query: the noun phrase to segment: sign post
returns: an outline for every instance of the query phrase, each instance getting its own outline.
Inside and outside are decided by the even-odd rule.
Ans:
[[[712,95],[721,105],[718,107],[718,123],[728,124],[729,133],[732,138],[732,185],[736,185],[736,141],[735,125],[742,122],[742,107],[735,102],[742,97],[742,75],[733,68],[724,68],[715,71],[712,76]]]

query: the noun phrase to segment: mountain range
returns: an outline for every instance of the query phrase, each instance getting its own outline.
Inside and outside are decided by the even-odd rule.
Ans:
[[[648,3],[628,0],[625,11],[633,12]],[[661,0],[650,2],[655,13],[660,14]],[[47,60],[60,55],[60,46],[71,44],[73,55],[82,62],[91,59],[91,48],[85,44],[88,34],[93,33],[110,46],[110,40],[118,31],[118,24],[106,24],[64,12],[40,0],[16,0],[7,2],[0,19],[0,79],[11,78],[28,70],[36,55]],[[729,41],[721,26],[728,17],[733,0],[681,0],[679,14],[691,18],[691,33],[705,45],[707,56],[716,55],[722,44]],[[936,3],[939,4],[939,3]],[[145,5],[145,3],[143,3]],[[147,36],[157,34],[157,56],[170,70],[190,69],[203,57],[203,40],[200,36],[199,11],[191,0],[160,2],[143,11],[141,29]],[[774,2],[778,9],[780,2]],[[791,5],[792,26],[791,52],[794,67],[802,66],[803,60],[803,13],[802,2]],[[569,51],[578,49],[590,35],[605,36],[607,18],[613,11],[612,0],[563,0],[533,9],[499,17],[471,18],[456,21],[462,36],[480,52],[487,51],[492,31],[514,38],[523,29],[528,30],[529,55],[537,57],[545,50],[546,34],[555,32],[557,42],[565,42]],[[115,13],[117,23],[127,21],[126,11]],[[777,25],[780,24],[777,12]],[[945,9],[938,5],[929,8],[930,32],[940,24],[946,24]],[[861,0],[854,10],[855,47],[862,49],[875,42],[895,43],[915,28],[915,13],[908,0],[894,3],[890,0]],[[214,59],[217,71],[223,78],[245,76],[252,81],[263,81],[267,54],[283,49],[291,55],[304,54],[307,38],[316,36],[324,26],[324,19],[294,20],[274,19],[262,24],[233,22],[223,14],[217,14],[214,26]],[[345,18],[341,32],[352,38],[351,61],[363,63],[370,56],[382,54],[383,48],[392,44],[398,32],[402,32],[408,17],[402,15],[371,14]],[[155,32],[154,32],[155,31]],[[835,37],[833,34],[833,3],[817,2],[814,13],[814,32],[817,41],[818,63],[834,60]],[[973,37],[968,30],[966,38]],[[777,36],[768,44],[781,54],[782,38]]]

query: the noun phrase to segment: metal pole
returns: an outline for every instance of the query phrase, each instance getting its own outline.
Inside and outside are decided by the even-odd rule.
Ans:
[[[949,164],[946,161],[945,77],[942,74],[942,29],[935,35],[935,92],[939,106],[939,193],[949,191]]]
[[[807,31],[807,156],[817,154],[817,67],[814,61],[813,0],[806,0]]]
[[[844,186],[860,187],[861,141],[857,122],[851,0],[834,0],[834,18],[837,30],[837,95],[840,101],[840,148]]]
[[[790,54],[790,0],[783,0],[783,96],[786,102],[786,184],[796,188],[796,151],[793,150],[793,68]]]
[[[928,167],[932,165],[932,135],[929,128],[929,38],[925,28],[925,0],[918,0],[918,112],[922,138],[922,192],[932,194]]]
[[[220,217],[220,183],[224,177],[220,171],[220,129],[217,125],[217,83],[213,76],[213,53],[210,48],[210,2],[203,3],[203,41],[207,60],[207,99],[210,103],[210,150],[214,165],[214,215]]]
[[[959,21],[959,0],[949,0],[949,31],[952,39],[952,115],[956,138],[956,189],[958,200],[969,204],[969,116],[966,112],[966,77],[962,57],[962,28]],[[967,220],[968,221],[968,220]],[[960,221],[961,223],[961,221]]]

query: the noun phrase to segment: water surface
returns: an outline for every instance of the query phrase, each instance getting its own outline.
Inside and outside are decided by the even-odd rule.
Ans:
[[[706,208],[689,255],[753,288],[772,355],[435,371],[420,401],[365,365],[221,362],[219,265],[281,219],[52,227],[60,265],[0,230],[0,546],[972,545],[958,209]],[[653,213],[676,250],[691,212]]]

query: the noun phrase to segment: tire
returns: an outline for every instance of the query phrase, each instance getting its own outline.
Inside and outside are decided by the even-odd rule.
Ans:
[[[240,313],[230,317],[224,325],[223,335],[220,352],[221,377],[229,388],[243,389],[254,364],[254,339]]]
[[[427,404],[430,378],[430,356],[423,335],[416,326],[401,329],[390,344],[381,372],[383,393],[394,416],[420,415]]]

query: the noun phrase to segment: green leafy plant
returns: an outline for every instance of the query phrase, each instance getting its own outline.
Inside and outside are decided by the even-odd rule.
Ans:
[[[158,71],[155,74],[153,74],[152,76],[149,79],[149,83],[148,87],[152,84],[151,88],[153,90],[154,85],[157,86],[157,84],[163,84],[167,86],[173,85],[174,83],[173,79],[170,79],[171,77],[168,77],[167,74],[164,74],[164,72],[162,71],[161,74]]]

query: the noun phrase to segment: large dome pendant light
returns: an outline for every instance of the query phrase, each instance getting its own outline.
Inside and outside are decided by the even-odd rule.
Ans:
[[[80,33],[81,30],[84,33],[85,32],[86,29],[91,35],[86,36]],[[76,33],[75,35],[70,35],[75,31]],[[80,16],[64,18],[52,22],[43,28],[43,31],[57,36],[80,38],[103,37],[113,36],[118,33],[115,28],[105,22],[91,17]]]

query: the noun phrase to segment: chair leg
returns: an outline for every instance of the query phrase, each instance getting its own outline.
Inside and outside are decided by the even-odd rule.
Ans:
------------------------------------------------------------------------
Extract each entry in full, exactly as given.

query: the noun phrase to segment: sign post
returns: an outline for every instance of the query phrase, each instance getting its own outline.
Inside and outside are decided by the even-odd rule.
Ans:
[[[712,95],[721,105],[718,107],[718,123],[728,124],[729,133],[732,138],[732,185],[736,185],[736,141],[735,125],[742,122],[742,107],[735,102],[742,97],[742,75],[733,68],[724,68],[715,71],[712,76]]]

query: the noun phrase to segment: mountain range
returns: an outline for every instance of the query phrase, each instance getting its own outline.
Inside and outside are decided by the even-odd rule.
Ans:
[[[648,3],[628,0],[625,11],[633,12]],[[661,0],[650,2],[655,13],[660,14]],[[47,60],[60,55],[60,46],[71,44],[73,55],[82,62],[91,59],[91,48],[85,44],[88,34],[93,33],[110,46],[110,40],[118,31],[118,24],[106,24],[64,12],[40,0],[16,0],[7,2],[0,19],[0,79],[11,78],[28,70],[36,55]],[[729,41],[721,26],[728,17],[733,0],[681,0],[679,14],[691,18],[691,33],[705,45],[707,56],[716,55],[722,44]],[[936,3],[939,4],[939,3]],[[145,5],[145,3],[143,3]],[[147,36],[157,34],[157,56],[170,70],[190,69],[203,57],[203,40],[200,36],[199,11],[191,0],[160,2],[143,11],[141,29]],[[774,2],[778,9],[780,2]],[[791,5],[792,26],[791,52],[794,67],[802,66],[803,60],[803,13],[802,2]],[[569,51],[578,49],[590,35],[605,36],[607,18],[613,11],[612,0],[563,0],[533,9],[499,17],[471,18],[456,21],[462,36],[480,52],[487,51],[492,31],[514,38],[523,29],[528,30],[529,55],[537,57],[545,50],[546,34],[555,32],[557,42],[565,42]],[[115,13],[117,23],[127,21],[126,11]],[[777,25],[780,24],[777,12]],[[945,9],[938,5],[929,8],[930,32],[940,24],[946,24]],[[861,0],[854,10],[855,47],[862,49],[875,42],[895,43],[915,28],[915,13],[908,0],[894,3],[890,0]],[[214,59],[217,71],[223,78],[245,76],[252,81],[263,81],[267,54],[283,49],[291,55],[304,54],[307,38],[316,36],[324,26],[324,19],[294,20],[274,19],[262,24],[233,22],[223,14],[217,14],[214,26]],[[345,18],[341,32],[352,38],[351,61],[363,63],[370,56],[382,54],[383,48],[392,44],[398,32],[402,32],[408,17],[402,15],[371,14]],[[155,32],[154,32],[155,31]],[[835,37],[833,34],[833,3],[817,2],[814,13],[814,32],[817,41],[818,63],[834,60]],[[973,37],[968,30],[966,38]],[[777,36],[768,44],[781,54],[782,38]]]

query: the noun phrase to segment: metal pole
returns: an outline for every instance of the query phrase, each instance getting its own outline.
Inside and outside are decided by the even-odd rule.
Ans:
[[[949,164],[946,161],[945,77],[942,74],[942,29],[935,35],[935,92],[939,106],[939,193],[949,191]]]
[[[807,31],[807,156],[817,154],[817,67],[814,61],[813,0],[806,0]]]
[[[844,186],[860,187],[861,141],[857,122],[851,0],[834,0],[834,18],[837,30],[837,95],[840,101],[840,148]]]
[[[790,54],[790,0],[783,0],[783,96],[786,102],[786,184],[796,188],[796,151],[793,150],[793,68]]]
[[[928,167],[932,165],[932,135],[929,128],[929,38],[925,28],[925,0],[918,0],[918,112],[922,138],[922,192],[932,194]]]
[[[220,217],[220,183],[224,177],[220,171],[220,129],[217,125],[217,83],[213,76],[213,53],[210,48],[210,2],[203,3],[203,41],[207,60],[207,99],[210,103],[210,150],[214,165],[214,215]]]
[[[959,21],[959,0],[949,0],[949,31],[952,39],[952,115],[956,138],[956,189],[958,200],[969,204],[969,116],[966,112],[966,77],[962,57],[962,28]],[[967,220],[968,221],[968,220]],[[960,221],[961,223],[961,221]]]

query: the noun phrase to segment: water surface
returns: an outline for every instance of the query phrase, each instance getting its own outline.
Inside and outside are decided by the even-odd rule.
Ans:
[[[706,208],[689,255],[753,288],[772,355],[435,371],[420,401],[365,365],[221,362],[219,265],[281,219],[52,227],[60,265],[0,230],[0,546],[972,545],[958,209]],[[653,213],[676,250],[691,212]]]

query: the noun phrase to segment: tire
returns: an outline for every instance of the query phrase, each instance getting its own outline.
Inside and outside are decided by the even-odd rule.
Ans:
[[[240,313],[230,317],[224,325],[223,335],[220,352],[221,377],[229,388],[243,389],[254,364],[254,339]]]
[[[427,404],[430,378],[430,356],[423,335],[416,326],[401,329],[390,344],[381,372],[383,393],[394,416],[420,415]]]

query: the noun phrase to segment: green leafy plant
returns: an outline for every instance of the query phrase, each instance getting its own outline.
Inside and outside are decided by the even-odd rule.
Ans:
[[[158,71],[155,74],[153,74],[152,76],[149,79],[149,83],[148,87],[152,84],[151,88],[153,90],[154,85],[157,86],[157,84],[163,84],[167,86],[173,85],[174,83],[173,79],[170,79],[171,77],[168,77],[167,74],[164,74],[164,72],[162,71],[161,74]]]

query: the noun phrase to segment: large dome pendant light
returns: an outline for every instance of the query phrase, each instance getting its own outline.
Inside and outside are decided by the even-odd rule.
Ans:
[[[80,33],[81,30],[84,33],[85,32],[86,29],[91,35],[86,36]],[[76,33],[75,35],[70,35],[75,31]],[[80,16],[64,18],[52,22],[43,28],[43,31],[57,36],[80,38],[103,37],[113,36],[118,33],[115,28],[105,22],[91,17]]]

query: the noun phrase to segment: chair leg
returns: an outline for every instance of the query phrase, each instance getting its own outline.
Inside and outside are decided by the even-odd rule.
Ans:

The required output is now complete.